◆ EXERCISE REQUIREMENTS:
- a) Reproduce the part of the Ivy Tech profiles between "Born with radial" and "had nine surgeries.", inclusive.
- b) In the Ivy Tech profiles, what company does Colin Zimmer work for as an automotive technician?

◆ READING TEXT:
Once he graduates from Ivy Tech in December 2016, he plans to keep a busy schedule.
Grant is set to transfer to Purdue University, where he has been accepted in the school’s Aviation and Transportation Technology program. He would love to be able to continue his education once he graduates from Purdue and become a LifeLine helicopter pilot. In addition, he plans on minoring in fashion design and would like to start a clothing line for military amputees.
Born with radial dysplasia, a congenital difference where one of his arms is shorter than the other, Grant spent the early years of his at Riley Hospital. In total, he had nine surgeries.
“That’s why I’m minoring in fashion, because the clothing idea is great,” he said, adding his line will include athletic and winter gear.
Grant remembered how excited he was when he had a custom fit tuxedo for his senior prom that fit his arms. He didn’t have to keep pulling the sleeve up and noted it’s the small things that make such a difference in a person’s life.
For students unsure about college, Grant recommends people think about it and consider how affordable Ivy Tech is.
“It helps you transition to a bigger school if you want to, but you don’t have to. You can get an associate,” he said. “You can open up other doors that you wouldn’t have otherwise. It gives you options.”
Ivy Tech also helped Grant grow and network. He said he noticed how so many students have begun their college years shy and over the years so many have come out of their shell. As an outgoing person, he tries to help other people develop too.
Today, Grant loves walking up and down the hallways of the Franklin campus and saying hi to everyone. From students to faculty, he is familiar with them all. He jokes about coming back years down the road and sitting in on an old class.
Fort Wayne Campus | Automotive Technology Graduate
Alumnus accelerates his career through Tesla Motors
A lifelong interest in fast cars and the culture that embraces them has helped Colin Zimmer shift his career into high gear.
The Ivy Tech Community College Northeast graduate is an automotive technician with Tesla Motors, the California-based automaker that designs and builds 100 percent electric cars. These cars have a driving range longer than 270 miles per charge and feature “instant torque, incredible power, and zero emissions,” according to the company’s website.
A Fort Wayne native, Zimmer says his road to employment with Tesla was the result of a detour suggested by an aunt who lives in Las Vegas. She asked him his opinion on the relatively new automaker, based on his automotive knowledge, and whether its cars were legitimately hot or mere hype.
“During the talk, I remember asking her, ‘Do I want to test drive a $130,000 car with your name signed on the release? Of course I do,’” Zimmer says. She concluded the discussion by extending an invitation for her nephew to join her in Las Vegas to visit an area Tesla dealer. On-site, Zimmer learned about the all-electric technology and even toured the facility. He says his experience was transformative.

◆ STUDY MATERIAL:
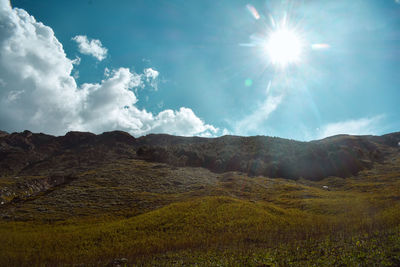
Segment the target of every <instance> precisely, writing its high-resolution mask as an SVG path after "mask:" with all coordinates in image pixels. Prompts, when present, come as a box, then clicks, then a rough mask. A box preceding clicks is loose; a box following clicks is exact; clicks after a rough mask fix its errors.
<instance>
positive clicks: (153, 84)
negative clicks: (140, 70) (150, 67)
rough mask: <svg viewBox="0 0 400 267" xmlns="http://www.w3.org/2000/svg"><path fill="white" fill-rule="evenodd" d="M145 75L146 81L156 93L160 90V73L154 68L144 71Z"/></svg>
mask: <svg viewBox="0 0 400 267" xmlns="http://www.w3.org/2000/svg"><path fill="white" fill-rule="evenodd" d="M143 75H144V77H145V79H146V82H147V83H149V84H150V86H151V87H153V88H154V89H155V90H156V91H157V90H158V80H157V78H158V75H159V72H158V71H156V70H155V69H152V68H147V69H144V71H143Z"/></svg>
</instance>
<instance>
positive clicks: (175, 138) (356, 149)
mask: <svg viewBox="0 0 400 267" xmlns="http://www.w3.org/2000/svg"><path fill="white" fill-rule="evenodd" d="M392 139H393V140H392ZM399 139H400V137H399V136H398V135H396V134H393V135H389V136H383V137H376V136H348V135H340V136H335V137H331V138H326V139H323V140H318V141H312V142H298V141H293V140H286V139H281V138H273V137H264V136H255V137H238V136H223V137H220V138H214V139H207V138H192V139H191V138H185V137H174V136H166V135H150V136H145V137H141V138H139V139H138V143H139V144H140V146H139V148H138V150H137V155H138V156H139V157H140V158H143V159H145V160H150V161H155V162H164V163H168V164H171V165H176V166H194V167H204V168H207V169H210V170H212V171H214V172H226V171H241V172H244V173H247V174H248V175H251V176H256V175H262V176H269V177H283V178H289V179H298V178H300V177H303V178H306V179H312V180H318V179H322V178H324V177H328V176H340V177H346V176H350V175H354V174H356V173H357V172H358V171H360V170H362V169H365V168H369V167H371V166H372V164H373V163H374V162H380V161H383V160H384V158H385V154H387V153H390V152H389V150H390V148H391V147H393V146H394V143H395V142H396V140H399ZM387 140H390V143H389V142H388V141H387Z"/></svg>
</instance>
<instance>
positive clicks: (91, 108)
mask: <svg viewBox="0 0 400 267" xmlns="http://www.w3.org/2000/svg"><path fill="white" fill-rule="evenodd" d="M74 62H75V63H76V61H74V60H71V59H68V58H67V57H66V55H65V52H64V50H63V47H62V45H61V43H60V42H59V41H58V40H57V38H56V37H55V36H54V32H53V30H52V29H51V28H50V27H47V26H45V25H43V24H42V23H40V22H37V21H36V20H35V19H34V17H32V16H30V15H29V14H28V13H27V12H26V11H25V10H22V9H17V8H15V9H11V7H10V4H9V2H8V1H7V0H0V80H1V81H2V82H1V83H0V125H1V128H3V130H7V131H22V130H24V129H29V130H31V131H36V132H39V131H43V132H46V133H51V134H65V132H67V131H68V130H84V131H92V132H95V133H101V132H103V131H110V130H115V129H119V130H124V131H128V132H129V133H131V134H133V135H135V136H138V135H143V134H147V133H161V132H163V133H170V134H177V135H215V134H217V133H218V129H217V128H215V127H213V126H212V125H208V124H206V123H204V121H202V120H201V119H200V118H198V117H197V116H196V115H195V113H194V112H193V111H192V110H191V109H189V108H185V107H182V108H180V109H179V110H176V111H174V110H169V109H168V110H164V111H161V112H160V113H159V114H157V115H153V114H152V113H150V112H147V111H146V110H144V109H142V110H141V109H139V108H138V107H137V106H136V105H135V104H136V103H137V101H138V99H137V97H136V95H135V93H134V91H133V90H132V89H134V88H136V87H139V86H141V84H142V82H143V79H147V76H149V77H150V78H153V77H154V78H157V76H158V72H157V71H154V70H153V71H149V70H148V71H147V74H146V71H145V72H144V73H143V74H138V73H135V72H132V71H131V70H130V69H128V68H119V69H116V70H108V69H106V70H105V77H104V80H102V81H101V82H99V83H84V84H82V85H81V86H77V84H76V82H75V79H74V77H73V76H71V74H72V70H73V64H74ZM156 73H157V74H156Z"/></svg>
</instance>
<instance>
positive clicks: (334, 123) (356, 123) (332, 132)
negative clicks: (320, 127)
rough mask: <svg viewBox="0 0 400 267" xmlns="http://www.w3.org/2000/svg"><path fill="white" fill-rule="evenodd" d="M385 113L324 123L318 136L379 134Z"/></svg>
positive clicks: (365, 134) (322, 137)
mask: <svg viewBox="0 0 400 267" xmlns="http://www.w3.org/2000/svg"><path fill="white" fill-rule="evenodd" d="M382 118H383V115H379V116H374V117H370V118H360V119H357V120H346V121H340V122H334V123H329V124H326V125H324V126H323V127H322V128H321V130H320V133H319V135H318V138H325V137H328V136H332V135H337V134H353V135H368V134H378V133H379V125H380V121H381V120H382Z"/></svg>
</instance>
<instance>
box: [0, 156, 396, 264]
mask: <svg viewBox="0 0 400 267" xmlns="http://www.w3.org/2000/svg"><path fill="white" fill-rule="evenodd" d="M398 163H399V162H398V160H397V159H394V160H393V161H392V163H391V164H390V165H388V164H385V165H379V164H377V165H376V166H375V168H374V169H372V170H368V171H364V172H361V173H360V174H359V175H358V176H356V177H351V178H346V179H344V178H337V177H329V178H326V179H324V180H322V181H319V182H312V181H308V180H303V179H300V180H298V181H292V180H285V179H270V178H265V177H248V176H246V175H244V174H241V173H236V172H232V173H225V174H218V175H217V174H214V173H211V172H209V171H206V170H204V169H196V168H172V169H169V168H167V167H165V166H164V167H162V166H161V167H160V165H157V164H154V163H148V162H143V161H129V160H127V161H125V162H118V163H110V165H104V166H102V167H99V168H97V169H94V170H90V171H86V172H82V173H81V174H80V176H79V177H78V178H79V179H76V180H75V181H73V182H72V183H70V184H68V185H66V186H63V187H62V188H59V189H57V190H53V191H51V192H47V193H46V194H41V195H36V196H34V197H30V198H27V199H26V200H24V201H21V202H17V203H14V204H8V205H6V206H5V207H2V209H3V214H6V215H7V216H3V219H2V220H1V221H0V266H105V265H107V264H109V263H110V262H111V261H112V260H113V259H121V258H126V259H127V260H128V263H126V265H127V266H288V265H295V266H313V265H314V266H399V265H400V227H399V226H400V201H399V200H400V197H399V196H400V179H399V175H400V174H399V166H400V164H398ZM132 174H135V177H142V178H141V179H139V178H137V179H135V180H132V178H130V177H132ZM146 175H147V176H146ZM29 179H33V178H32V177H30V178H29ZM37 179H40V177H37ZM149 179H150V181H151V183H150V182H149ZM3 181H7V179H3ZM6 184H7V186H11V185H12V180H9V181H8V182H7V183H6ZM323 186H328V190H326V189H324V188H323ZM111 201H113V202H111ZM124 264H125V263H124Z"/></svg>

==

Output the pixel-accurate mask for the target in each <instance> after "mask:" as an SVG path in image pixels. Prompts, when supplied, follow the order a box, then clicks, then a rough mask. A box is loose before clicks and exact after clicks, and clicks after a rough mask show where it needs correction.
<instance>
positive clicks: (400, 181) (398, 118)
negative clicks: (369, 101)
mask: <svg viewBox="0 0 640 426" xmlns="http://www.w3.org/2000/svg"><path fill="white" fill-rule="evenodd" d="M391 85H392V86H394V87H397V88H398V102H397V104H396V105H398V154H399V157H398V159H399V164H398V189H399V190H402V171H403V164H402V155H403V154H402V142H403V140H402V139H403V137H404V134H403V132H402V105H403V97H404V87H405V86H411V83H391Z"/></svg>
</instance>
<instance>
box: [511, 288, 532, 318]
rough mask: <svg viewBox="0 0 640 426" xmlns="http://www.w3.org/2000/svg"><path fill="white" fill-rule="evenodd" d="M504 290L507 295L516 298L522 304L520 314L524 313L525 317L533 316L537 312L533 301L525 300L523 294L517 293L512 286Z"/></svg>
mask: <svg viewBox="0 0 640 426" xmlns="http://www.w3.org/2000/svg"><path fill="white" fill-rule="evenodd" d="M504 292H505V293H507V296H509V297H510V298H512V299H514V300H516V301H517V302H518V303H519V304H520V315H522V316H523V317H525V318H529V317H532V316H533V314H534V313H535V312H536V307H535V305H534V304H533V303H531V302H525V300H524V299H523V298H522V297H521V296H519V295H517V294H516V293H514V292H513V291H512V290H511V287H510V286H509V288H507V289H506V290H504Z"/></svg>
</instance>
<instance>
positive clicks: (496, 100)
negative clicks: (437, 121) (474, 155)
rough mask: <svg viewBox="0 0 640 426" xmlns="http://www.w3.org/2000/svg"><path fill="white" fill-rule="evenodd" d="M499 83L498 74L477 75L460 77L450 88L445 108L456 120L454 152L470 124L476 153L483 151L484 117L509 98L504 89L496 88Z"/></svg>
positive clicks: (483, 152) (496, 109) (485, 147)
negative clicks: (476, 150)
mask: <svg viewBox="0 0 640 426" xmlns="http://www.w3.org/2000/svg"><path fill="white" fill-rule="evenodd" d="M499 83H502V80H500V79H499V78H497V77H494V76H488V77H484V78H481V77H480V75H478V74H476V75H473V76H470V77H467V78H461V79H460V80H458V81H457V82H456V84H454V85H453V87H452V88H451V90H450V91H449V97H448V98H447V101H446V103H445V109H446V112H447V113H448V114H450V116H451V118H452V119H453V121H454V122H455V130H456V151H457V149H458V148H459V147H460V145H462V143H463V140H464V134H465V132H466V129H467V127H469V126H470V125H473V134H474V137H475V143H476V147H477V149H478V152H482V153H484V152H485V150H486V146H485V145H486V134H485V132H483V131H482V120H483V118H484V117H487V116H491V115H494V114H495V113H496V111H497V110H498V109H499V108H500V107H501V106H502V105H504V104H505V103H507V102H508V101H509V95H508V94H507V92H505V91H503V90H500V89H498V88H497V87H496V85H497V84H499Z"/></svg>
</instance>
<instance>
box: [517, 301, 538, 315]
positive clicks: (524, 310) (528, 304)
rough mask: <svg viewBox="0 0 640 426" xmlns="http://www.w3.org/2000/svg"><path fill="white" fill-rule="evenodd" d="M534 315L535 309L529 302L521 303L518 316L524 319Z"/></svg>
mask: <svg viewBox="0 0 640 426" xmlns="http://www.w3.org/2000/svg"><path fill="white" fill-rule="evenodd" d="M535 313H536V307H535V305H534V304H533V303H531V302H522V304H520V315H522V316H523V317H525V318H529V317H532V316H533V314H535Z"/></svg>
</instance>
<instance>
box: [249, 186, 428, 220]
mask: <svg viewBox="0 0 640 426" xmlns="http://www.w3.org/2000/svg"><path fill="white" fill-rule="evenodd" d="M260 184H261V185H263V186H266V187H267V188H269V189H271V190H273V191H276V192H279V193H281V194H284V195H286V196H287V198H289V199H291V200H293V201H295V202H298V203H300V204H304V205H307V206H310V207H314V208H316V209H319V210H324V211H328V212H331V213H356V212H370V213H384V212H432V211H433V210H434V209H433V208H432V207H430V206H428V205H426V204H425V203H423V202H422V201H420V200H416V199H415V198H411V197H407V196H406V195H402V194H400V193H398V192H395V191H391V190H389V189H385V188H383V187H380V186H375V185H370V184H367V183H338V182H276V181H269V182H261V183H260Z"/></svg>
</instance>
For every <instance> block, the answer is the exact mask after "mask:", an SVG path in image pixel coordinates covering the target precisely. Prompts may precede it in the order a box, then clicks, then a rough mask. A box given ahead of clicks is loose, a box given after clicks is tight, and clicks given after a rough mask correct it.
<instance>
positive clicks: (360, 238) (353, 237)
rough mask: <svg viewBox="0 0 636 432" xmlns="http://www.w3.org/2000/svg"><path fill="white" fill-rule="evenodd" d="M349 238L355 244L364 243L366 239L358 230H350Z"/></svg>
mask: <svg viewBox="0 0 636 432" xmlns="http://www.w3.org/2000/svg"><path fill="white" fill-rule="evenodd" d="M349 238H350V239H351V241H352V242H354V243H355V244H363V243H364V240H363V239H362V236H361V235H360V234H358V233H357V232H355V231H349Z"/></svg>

--

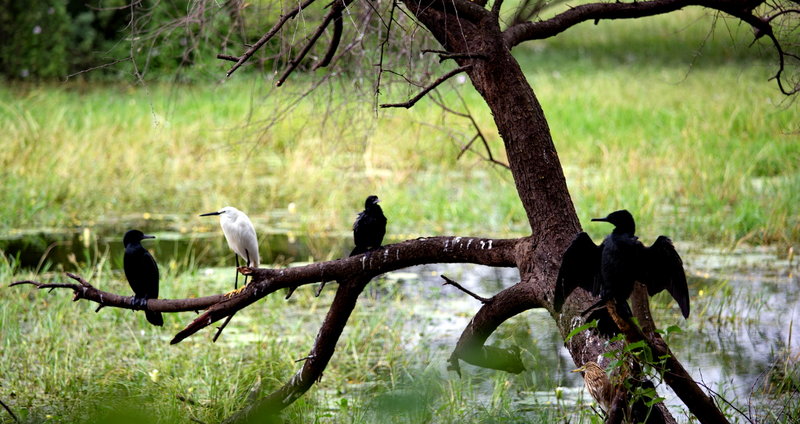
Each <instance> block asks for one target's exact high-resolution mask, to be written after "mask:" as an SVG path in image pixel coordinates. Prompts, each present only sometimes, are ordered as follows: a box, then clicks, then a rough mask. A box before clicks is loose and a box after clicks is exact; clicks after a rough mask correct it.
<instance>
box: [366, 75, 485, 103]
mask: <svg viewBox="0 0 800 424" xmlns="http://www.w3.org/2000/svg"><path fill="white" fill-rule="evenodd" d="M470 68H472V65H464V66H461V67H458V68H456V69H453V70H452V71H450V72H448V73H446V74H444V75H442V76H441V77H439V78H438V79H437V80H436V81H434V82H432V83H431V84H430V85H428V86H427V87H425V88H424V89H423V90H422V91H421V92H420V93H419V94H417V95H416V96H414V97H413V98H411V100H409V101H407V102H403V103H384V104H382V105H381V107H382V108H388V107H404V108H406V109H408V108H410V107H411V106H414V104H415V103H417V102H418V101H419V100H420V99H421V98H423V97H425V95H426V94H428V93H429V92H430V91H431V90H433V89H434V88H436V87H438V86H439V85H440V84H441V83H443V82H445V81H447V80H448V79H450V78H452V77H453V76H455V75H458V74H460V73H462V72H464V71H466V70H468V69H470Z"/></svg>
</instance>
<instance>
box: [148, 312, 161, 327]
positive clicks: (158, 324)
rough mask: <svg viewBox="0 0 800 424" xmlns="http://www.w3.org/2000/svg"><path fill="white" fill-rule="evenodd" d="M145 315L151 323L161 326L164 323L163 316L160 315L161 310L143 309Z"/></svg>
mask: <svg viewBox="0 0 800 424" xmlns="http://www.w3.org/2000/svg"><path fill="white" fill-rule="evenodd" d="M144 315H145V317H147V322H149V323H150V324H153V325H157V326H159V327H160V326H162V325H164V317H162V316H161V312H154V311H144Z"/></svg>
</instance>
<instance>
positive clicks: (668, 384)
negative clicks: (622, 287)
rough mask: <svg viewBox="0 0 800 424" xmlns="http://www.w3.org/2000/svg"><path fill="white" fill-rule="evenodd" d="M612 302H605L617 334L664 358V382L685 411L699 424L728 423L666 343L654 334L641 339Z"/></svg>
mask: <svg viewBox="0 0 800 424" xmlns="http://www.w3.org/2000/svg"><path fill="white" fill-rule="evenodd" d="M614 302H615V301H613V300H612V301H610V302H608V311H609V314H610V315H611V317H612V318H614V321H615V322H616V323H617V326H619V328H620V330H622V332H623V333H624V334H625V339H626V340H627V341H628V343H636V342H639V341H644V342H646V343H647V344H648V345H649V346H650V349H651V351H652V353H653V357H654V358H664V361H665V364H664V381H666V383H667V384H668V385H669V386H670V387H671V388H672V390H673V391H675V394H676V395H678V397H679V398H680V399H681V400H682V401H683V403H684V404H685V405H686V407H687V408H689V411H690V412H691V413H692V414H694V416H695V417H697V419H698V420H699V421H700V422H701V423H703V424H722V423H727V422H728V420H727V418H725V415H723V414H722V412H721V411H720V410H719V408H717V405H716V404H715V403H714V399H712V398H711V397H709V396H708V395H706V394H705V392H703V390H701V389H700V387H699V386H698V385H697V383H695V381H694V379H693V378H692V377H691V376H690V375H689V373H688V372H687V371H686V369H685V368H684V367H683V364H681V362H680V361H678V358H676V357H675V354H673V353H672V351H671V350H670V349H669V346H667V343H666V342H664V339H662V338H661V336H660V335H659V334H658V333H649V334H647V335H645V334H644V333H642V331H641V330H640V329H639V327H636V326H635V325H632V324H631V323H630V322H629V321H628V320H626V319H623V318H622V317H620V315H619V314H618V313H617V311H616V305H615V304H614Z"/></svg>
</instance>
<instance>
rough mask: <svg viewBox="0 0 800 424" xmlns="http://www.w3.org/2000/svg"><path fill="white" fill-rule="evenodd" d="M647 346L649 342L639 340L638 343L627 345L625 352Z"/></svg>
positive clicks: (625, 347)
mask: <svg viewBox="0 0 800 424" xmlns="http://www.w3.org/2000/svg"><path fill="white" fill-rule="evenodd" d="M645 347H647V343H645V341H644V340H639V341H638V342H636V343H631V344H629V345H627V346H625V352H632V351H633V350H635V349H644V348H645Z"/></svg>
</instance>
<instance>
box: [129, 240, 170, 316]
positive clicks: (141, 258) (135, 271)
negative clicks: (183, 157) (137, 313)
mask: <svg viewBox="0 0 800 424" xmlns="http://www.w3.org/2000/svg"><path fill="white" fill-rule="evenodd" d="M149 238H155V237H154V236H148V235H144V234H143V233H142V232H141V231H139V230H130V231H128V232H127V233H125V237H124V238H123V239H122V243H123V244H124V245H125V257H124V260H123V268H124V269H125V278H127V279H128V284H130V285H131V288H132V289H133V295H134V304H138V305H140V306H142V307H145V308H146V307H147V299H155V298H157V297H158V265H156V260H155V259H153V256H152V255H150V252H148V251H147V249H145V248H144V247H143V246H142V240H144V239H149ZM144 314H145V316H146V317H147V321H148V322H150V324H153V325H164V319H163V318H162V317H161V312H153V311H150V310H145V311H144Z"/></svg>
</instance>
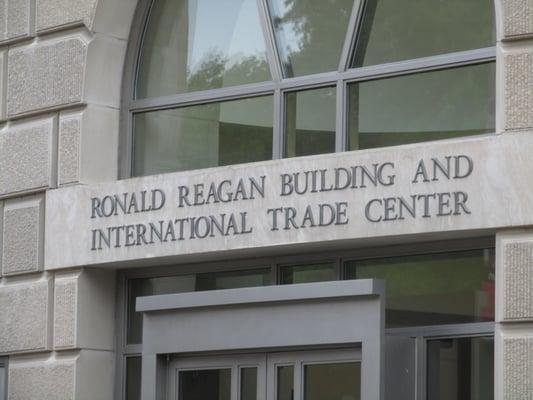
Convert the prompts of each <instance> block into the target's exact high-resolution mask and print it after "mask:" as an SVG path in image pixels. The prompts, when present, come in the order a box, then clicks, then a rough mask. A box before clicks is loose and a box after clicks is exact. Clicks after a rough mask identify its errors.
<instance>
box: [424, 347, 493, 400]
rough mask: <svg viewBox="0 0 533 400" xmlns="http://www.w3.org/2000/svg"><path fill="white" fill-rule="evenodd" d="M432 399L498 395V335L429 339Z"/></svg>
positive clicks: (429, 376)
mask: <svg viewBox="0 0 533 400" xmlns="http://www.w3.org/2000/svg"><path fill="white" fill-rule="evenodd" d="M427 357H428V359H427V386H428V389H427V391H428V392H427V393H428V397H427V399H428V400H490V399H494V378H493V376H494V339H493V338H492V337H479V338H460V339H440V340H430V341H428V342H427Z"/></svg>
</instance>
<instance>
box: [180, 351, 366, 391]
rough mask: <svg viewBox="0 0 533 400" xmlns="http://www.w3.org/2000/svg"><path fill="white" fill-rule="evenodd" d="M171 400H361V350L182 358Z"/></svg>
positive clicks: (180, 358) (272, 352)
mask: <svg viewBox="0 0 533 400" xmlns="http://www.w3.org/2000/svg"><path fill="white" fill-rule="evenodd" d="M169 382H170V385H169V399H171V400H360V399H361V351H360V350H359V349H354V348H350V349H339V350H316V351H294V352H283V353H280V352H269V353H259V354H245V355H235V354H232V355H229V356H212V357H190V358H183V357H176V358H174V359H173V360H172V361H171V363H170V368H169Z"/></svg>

◆ TASK-BY-TASK ANSWERS:
- a)
Born with radial dysplasia, a congenital difference where one of his arms is shorter than the other, Grant spent the early years of his at Riley Hospital. In total, he had nine surgeries.

- b) Tesla Motors